Pull out the rows below, starting with the one that contains "Map the ice surface." and ending with the one that contains "0 83 236 128", both included, and copy them with no changes.

### Information given
--- Begin ---
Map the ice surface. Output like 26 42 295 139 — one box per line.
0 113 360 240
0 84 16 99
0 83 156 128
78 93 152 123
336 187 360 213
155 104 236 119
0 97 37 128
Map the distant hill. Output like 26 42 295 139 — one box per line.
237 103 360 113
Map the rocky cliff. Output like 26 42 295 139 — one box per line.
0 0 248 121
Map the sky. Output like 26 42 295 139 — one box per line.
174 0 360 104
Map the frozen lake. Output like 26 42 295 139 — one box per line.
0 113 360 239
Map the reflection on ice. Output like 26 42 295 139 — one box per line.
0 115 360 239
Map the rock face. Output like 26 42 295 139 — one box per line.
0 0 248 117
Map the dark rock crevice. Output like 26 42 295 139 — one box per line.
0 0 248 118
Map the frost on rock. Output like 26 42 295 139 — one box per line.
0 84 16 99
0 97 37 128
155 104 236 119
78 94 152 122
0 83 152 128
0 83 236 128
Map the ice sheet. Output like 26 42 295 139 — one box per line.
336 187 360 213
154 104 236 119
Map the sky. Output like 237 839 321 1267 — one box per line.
--- End ---
--- Begin ---
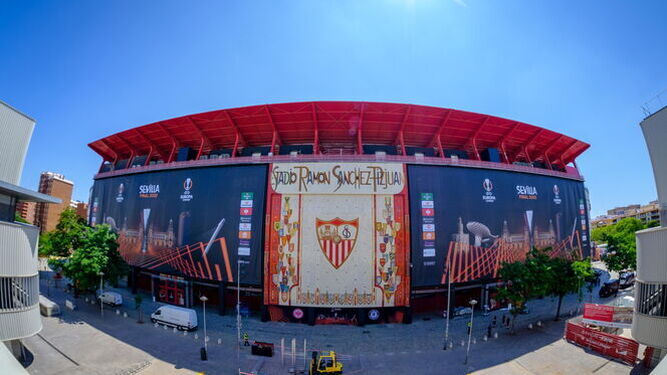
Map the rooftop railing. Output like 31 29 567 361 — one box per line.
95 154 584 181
--- End ---
### Output for this task
Map the ice surface. Output like 26 42 295 139 — one box per line.
0 113 360 240
0 84 16 99
0 83 156 128
78 93 152 123
336 187 360 213
155 104 236 119
0 97 37 128
Map the distant hill. Output like 26 42 295 139 — one box per line.
237 103 360 113
Map the rocky cliff. Output like 26 42 295 139 — one box per line.
0 0 248 121
Map the sky. Output like 26 42 295 139 — one box per line.
174 0 360 104
Map the frozen lake. Output like 26 42 295 139 — one box per line.
0 113 360 239
Map the reflection on ice. Output like 26 42 295 139 — one box per line.
0 115 360 239
Map the rock face. Output like 26 42 295 139 — one box per line.
0 0 248 117
Map the dark rock crevice. Output like 26 42 295 139 — one box per line.
0 0 248 118
Map the frost on rock. Output like 26 42 295 139 — one box per line.
0 84 16 99
0 97 37 128
155 104 236 119
78 94 152 122
0 83 152 128
0 83 236 128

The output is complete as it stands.